PROVIDED RECORDS ->
----

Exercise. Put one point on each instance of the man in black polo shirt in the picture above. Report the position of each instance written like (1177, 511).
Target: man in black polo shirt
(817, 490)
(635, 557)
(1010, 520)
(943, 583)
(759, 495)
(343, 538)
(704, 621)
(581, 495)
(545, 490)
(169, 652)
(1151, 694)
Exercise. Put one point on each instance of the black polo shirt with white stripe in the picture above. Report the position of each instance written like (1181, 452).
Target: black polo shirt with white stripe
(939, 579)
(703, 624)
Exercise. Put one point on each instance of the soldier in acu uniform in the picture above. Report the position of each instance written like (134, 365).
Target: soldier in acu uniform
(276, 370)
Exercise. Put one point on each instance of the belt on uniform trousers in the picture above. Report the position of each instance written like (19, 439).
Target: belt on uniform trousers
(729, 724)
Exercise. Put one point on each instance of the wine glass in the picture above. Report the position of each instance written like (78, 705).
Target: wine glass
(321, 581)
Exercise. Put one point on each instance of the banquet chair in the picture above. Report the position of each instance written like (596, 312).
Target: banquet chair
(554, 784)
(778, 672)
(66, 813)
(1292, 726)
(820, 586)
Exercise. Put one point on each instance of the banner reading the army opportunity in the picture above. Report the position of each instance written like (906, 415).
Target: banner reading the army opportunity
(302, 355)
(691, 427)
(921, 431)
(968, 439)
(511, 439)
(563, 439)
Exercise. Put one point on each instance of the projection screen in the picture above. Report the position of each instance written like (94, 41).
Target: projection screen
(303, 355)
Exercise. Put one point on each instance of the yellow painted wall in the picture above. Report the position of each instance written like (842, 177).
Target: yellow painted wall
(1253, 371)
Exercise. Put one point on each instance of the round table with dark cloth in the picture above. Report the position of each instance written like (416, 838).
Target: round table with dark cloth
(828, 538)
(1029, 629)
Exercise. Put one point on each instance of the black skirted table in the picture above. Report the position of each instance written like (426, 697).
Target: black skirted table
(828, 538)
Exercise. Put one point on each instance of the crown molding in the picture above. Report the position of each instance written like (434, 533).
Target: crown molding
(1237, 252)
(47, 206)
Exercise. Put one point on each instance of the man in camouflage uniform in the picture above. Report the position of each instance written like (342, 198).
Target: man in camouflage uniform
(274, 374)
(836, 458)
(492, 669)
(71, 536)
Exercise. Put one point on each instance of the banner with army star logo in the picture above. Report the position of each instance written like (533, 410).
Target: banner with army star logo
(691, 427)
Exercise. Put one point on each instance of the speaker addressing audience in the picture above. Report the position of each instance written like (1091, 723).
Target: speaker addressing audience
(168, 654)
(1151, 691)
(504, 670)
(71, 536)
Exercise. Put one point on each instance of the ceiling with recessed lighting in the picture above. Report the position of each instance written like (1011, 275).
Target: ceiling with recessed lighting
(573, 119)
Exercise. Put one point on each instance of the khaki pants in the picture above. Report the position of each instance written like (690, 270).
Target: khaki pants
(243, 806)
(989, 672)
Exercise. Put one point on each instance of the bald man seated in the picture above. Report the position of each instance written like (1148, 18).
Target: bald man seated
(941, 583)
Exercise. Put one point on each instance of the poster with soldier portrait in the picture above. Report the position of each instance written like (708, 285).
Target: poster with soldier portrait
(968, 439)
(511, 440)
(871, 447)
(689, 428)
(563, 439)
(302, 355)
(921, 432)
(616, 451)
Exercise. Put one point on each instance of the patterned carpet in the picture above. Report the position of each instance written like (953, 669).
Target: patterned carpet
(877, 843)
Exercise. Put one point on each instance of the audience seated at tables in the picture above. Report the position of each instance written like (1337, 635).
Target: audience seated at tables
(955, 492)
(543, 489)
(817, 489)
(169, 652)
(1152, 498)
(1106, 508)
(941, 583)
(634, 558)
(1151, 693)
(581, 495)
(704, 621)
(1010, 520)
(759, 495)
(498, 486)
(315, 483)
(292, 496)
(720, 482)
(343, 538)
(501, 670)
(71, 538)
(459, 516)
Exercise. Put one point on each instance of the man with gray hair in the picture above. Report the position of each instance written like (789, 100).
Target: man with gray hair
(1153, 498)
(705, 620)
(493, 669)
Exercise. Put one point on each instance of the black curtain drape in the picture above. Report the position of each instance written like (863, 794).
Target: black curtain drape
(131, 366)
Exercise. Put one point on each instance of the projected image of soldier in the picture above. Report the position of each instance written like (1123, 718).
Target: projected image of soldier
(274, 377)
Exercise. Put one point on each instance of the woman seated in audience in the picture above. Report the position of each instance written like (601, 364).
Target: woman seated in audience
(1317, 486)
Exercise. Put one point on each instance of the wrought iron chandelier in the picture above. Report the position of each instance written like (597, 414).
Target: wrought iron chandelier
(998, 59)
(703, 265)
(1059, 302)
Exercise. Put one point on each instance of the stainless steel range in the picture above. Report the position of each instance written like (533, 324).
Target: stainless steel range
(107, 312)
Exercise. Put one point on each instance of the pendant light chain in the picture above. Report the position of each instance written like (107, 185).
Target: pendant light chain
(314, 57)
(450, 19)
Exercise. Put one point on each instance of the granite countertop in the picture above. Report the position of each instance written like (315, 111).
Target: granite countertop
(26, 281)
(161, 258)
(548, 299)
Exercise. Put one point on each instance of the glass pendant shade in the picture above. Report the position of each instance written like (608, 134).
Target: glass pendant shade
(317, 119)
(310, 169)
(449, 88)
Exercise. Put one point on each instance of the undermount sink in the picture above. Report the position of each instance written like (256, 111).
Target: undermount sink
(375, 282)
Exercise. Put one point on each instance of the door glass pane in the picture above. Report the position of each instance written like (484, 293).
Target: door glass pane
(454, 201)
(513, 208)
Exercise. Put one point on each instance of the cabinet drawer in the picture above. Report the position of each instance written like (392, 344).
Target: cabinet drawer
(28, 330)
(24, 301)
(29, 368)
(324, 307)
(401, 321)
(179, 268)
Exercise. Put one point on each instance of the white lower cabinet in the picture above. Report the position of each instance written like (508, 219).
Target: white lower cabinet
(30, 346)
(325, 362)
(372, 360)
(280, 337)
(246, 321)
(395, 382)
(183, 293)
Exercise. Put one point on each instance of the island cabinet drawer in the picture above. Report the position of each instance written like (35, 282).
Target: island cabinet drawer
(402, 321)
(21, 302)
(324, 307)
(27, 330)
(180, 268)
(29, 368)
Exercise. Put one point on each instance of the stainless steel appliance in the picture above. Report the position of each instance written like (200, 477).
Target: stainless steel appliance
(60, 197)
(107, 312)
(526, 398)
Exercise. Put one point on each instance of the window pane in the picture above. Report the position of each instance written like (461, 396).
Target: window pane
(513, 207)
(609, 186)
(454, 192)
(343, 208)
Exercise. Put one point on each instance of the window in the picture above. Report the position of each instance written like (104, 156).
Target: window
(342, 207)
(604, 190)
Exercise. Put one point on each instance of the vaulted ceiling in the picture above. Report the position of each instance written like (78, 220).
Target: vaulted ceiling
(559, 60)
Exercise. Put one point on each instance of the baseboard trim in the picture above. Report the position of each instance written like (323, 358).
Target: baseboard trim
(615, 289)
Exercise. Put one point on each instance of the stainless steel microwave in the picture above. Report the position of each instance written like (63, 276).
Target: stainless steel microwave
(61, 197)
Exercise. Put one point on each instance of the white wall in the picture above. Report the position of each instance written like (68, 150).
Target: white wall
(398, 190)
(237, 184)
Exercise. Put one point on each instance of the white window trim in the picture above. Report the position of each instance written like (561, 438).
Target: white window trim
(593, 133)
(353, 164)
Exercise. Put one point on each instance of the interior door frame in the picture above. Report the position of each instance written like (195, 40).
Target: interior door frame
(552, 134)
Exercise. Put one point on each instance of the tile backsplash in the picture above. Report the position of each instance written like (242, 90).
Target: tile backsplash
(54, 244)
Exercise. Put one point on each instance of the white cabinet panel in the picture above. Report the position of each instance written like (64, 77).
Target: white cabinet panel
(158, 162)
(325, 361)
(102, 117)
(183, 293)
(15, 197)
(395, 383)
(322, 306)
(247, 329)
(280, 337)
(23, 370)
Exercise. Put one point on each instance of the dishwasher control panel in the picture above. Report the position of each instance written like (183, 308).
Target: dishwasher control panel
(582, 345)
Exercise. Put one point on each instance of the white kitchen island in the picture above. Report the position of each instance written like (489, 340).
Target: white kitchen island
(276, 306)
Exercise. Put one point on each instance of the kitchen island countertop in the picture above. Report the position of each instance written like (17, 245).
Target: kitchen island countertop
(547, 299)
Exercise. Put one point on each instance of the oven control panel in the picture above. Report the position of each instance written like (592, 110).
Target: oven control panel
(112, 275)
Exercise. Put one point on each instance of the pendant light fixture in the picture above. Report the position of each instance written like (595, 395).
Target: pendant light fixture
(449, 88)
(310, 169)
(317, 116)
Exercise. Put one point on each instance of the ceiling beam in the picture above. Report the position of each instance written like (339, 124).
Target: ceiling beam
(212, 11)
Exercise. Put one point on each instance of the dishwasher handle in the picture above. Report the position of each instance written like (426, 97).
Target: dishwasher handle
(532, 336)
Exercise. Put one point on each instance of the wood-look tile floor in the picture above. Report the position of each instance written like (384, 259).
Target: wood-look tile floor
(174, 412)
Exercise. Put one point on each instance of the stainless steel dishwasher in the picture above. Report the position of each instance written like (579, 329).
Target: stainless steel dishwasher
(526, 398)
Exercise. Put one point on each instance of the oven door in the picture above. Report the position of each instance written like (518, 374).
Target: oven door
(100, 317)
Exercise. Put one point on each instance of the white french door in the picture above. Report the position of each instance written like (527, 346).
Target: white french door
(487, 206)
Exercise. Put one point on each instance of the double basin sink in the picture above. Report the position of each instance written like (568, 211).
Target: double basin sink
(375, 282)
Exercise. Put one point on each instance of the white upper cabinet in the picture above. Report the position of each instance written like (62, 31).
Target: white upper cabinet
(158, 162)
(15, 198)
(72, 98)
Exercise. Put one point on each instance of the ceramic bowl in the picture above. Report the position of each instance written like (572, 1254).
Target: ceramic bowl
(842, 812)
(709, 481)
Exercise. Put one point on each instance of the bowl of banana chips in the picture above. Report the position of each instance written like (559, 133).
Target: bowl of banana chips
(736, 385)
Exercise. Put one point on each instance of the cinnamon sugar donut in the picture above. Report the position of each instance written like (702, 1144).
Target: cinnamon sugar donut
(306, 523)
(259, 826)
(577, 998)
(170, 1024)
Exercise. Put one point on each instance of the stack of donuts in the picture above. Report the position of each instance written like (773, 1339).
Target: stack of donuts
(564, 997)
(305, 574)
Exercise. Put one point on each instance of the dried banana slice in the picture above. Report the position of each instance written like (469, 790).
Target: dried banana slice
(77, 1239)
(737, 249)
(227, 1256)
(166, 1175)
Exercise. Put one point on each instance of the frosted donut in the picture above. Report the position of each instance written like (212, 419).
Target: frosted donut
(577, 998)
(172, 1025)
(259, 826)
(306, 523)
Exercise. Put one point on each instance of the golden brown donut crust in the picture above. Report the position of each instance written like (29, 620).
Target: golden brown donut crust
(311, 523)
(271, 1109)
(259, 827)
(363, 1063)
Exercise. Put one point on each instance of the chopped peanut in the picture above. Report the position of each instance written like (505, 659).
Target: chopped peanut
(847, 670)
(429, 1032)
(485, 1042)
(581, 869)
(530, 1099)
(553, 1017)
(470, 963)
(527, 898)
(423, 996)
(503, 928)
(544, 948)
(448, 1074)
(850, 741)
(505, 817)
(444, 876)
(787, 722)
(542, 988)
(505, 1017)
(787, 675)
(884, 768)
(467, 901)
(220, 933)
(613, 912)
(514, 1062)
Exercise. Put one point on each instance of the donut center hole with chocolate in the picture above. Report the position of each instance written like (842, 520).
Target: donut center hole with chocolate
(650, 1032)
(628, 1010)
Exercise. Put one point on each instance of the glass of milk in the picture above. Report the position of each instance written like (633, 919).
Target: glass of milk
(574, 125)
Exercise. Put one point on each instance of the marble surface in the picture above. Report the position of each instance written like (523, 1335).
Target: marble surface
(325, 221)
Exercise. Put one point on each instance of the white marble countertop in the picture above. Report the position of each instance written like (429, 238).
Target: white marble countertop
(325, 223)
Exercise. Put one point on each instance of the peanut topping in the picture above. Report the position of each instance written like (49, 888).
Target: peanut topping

----

YOUR OBJECTIVE ->
Filter these records, keeping every line where the word "topping" occurs.

TASK RESULT ->
Exercise. Put one point on each instance of the peanut topping in the picture above. Report the position of each instance written like (49, 888).
Target: peanut topping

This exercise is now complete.